-- START Extracted material --
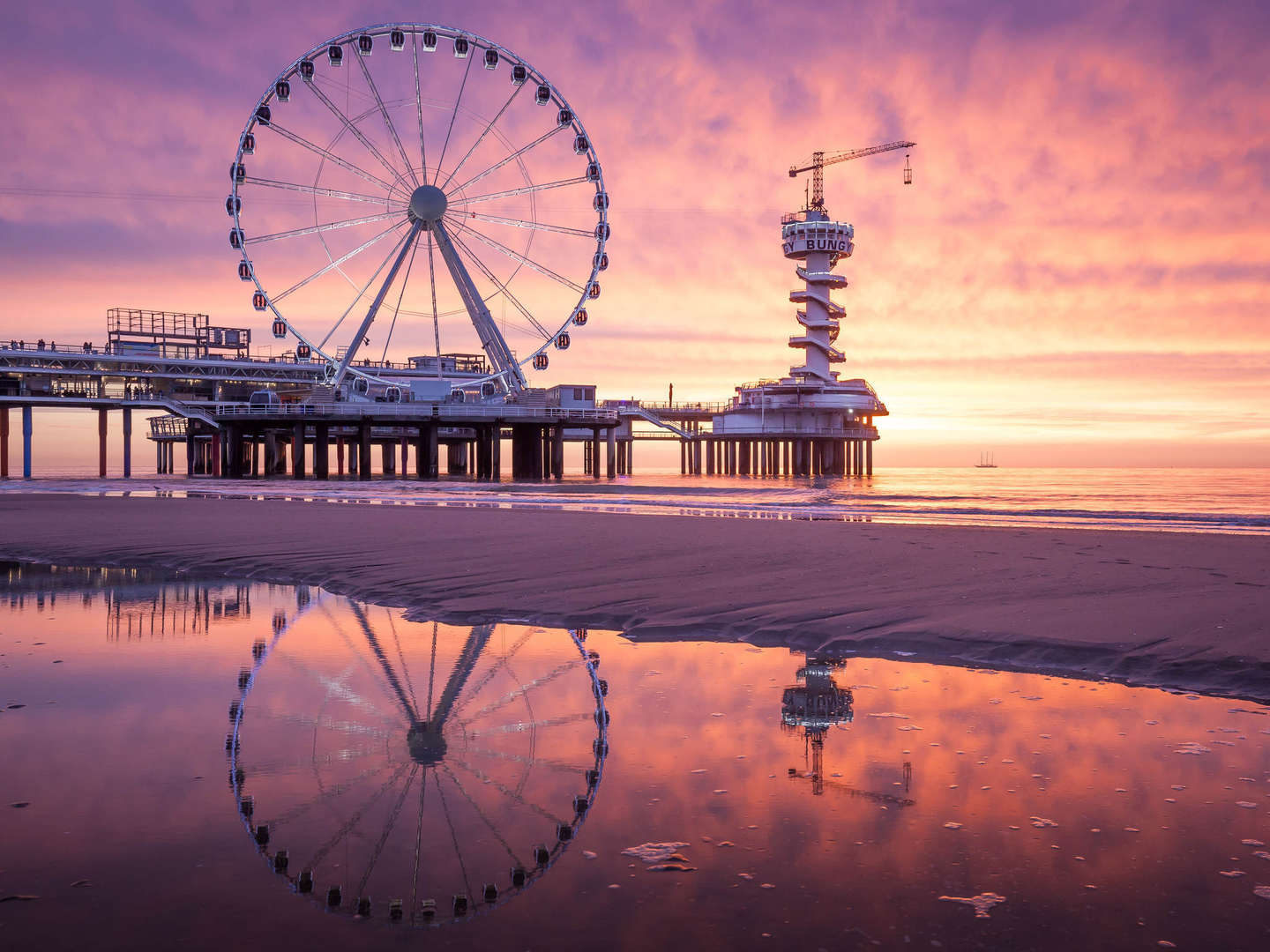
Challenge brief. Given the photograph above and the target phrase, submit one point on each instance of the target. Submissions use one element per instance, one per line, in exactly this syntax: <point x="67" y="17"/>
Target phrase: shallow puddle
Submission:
<point x="216" y="764"/>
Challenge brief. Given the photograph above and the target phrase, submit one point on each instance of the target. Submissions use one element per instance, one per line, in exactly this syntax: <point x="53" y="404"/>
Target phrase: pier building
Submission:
<point x="219" y="405"/>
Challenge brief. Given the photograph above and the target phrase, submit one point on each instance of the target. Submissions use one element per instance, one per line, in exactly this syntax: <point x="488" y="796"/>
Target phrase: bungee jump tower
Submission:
<point x="810" y="423"/>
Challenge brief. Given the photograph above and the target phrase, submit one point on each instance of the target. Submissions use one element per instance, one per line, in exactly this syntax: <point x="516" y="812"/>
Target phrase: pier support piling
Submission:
<point x="322" y="450"/>
<point x="297" y="450"/>
<point x="4" y="442"/>
<point x="127" y="442"/>
<point x="363" y="450"/>
<point x="101" y="423"/>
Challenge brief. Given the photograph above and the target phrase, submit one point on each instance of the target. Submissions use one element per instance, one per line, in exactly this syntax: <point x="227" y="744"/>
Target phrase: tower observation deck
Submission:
<point x="822" y="423"/>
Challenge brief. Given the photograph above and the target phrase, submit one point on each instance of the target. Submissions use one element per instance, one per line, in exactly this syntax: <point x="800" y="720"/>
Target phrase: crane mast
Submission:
<point x="816" y="165"/>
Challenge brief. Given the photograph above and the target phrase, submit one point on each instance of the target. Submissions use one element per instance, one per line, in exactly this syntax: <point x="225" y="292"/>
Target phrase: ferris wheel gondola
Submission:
<point x="397" y="187"/>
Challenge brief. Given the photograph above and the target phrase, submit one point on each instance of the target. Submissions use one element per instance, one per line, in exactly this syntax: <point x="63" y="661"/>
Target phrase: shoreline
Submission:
<point x="727" y="498"/>
<point x="1165" y="609"/>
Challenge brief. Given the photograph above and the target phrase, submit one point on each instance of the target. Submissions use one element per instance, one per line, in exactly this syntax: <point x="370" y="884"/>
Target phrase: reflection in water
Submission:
<point x="814" y="704"/>
<point x="386" y="767"/>
<point x="140" y="603"/>
<point x="419" y="773"/>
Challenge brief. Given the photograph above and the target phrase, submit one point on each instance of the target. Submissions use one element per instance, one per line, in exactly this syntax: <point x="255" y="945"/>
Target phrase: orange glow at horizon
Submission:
<point x="1079" y="276"/>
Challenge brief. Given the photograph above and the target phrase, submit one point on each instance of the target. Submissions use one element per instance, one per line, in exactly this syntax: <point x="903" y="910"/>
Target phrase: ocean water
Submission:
<point x="217" y="764"/>
<point x="1232" y="501"/>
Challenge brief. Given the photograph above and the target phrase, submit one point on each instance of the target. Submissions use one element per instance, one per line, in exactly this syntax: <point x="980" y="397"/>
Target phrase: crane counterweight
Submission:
<point x="818" y="160"/>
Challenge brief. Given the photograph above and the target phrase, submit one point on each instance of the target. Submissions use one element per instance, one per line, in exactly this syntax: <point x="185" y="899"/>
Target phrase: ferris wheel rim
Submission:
<point x="602" y="231"/>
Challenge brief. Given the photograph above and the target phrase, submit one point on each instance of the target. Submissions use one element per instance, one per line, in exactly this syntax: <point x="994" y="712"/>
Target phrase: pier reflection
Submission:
<point x="138" y="603"/>
<point x="418" y="773"/>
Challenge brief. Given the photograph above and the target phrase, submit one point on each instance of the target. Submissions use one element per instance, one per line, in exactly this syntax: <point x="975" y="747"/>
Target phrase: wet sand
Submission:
<point x="1166" y="609"/>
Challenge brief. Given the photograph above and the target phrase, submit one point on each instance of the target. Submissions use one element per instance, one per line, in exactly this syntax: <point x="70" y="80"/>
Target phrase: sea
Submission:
<point x="1227" y="501"/>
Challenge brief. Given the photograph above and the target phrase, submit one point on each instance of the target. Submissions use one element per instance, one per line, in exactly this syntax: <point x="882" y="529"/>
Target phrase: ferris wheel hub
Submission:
<point x="427" y="204"/>
<point x="427" y="747"/>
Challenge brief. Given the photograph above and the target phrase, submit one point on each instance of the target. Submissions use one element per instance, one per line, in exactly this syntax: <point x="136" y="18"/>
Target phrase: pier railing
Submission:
<point x="413" y="412"/>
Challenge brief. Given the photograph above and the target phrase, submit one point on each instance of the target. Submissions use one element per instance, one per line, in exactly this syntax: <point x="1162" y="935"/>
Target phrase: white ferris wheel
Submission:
<point x="415" y="190"/>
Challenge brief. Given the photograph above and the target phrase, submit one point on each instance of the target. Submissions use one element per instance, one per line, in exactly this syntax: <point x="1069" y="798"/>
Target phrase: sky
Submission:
<point x="1079" y="276"/>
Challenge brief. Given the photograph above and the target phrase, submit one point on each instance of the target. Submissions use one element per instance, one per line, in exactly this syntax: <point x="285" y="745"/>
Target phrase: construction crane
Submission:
<point x="816" y="165"/>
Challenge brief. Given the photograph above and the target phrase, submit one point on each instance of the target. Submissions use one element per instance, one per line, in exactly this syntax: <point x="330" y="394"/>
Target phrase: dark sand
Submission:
<point x="1169" y="609"/>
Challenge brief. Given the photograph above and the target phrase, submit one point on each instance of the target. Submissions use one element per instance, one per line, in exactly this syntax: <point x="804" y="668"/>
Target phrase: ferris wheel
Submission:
<point x="407" y="772"/>
<point x="415" y="190"/>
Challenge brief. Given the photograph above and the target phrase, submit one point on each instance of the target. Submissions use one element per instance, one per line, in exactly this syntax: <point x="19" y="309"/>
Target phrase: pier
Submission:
<point x="228" y="412"/>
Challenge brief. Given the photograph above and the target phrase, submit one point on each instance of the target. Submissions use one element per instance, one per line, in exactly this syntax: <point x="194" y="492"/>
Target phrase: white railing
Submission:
-- END Extracted material --
- _Written exercise_
The records above need to be given again exactly. Omit the pictures.

- _Written response_
Challenge brief. Given the photograph above and the target phrase, submit one point on each instance of the target. Submissions use one element per instance, one per line, in exactly this syntax: <point x="67" y="17"/>
Target phrase: shallow puddle
Submission:
<point x="216" y="764"/>
Challenge brief. Given the photograph above and the target phrase, submit one point on each instance of the target. Submissions use one element per instance, one per line, in exactly this syntax: <point x="53" y="404"/>
Target phrase: pier building
Submission:
<point x="219" y="405"/>
Challenge brief. Given the photograph above and the target phrase, submit one point on each instance of the target. Submissions use one element per instance, one per line, in exactly this syntax: <point x="488" y="796"/>
Target phrase: bungee jump tower
Submission:
<point x="810" y="423"/>
Challenge brief. Given the photograph above and the target phrase, submit one point on each instance of the target. Submissions use one element per instance, one per line, in exactly this syntax: <point x="516" y="812"/>
Target phrase: pier support piling
Submission:
<point x="322" y="450"/>
<point x="297" y="450"/>
<point x="4" y="442"/>
<point x="127" y="442"/>
<point x="363" y="450"/>
<point x="101" y="423"/>
Challenge brief. Given the photograph above and the target phrase, submit one point on each instance of the target. Submissions use one element per instance, one per line, in exactly this syntax: <point x="227" y="744"/>
Target phrase: tower observation deck
Submission:
<point x="822" y="423"/>
Challenge brief. Given the photograph above and the target phrase, submit one point on each instance of the target. Submissions use one element per instance, one per line, in exactly this syntax: <point x="800" y="720"/>
Target phrase: crane mast
Submission:
<point x="816" y="165"/>
Challenge brief. Given the photograph above and the target phrase, submit one point on each instance of the target. Submissions use one element per instance, one per line, in exactly this syntax: <point x="225" y="292"/>
Target phrase: ferris wheel gondola
Submission:
<point x="397" y="187"/>
Challenge brief. Given the photograph above and the target phrase, submit one point on each instance of the target. Submissions use one element per instance, one per line, in exactly this syntax: <point x="63" y="661"/>
Target phrase: shoreline
Submission:
<point x="727" y="498"/>
<point x="1165" y="609"/>
Challenge brief. Given the photograph above and the target phrase, submit one point on each instance of the target. Submissions use one element per instance, one per line, in exactly this syntax: <point x="370" y="884"/>
Target phrase: reflection in water
Submission:
<point x="814" y="704"/>
<point x="386" y="767"/>
<point x="140" y="603"/>
<point x="419" y="773"/>
Challenge brief. Given the photograph above and the target phrase, submit one point on each instance of the target. Submissions use one element per instance, one per line, in exactly this syntax: <point x="255" y="945"/>
Target phrase: orange glow at horizon
Submission:
<point x="1079" y="276"/>
Challenge brief. Given the photograph above and the target phrase, submit one point on each instance of the target. Submissions use one element per instance, one per line, in exactly this syntax: <point x="903" y="910"/>
Target phrase: ocean water
Submission:
<point x="217" y="764"/>
<point x="1232" y="501"/>
Challenge brief. Given the photograph above and the target phrase, submit one point on each instance of the target. Submissions use one element per instance, one per line, in exactly this syntax: <point x="980" y="397"/>
Target phrase: crane counterweight
Submission:
<point x="818" y="160"/>
Challenge brief. Given the photograph above and the target phrase, submit one point on each instance of the target. Submissions use one element per instance, one per line, in exactly this syntax: <point x="185" y="899"/>
Target phrase: ferris wheel rim
Submission:
<point x="602" y="231"/>
Challenge brief. Given the photograph above and the target phrase, submit one point on each instance of the target. Submissions use one element per instance, one per line, in exactly this syntax: <point x="994" y="712"/>
Target phrase: pier reflection
Submission:
<point x="138" y="603"/>
<point x="418" y="773"/>
Challenge brief. Given the photograph above and the target phrase, submit one point on each instance of the target. Submissions use one element per instance, one per line, in exactly this syntax: <point x="975" y="747"/>
Target phrase: wet sand
Submission:
<point x="1166" y="609"/>
Challenge brief. Given the photograph above and the target phrase, submit one point on each instance of the target. Submissions use one element per instance, one per line, in exactly this syntax: <point x="70" y="80"/>
Target phrase: sea
Submission:
<point x="1227" y="501"/>
Challenge brief. Given the photograph above and the target phrase, submit one point on each instance of the target. Submissions use one element per instance, one per line, in exactly this syntax: <point x="882" y="529"/>
Target phrase: ferris wheel hub
Submission:
<point x="427" y="204"/>
<point x="427" y="747"/>
Challenge brief. Given the photograph above and the target phrase, submit one point on each instance of the target. Submissions use one element per instance, one per line, in exactly this syntax: <point x="136" y="18"/>
Target phrase: pier railing
Submission:
<point x="413" y="412"/>
Challenge brief. Given the photograph above and the target phrase, submit one point on each instance of the target. Submissions use one element per instance, one per line, in exactly this syntax: <point x="1162" y="935"/>
Target phrase: white ferris wheel
Submission:
<point x="415" y="190"/>
Challenge brief. Given the photograph above and the target phrase, submit one point on each instance of the target. Submissions use one element per instance, one per line, in exactly this syntax: <point x="1069" y="798"/>
Target phrase: sky
Submission:
<point x="1079" y="276"/>
Challenge brief. Given the photograph above and the target phrase, submit one point on each instance of the target. Submissions use one element per instance, one per line, in exactly this syntax: <point x="285" y="745"/>
Target phrase: construction crane
Submission:
<point x="816" y="165"/>
Challenge brief. Given the photograph above and the target phrase, submit one point on each instance of the target. Submissions use one element per instance, one per line, in exactly this syntax: <point x="330" y="394"/>
Target phrase: dark sand
Submission:
<point x="1169" y="609"/>
Challenge brief. Given the photograph above and the target phrase, submit one point on each instance of the target. Submissions use one element per instance, one per line, in exactly this syntax: <point x="804" y="668"/>
Target phrase: ferris wheel
Submission:
<point x="407" y="772"/>
<point x="415" y="190"/>
Challenge brief. Given the photograph above and the target phrase, submit one point on each instance of the target. Submissions use one element per instance, one per line, in exactly this syntax: <point x="19" y="309"/>
Target phrase: pier
Submission:
<point x="228" y="412"/>
Challenge brief. Given the photograph above and the target phrase, submit one point on each instance of the target. Submissions use one element per instance, one per line, in exactly this syntax: <point x="194" y="492"/>
Target phrase: white railing
Submission:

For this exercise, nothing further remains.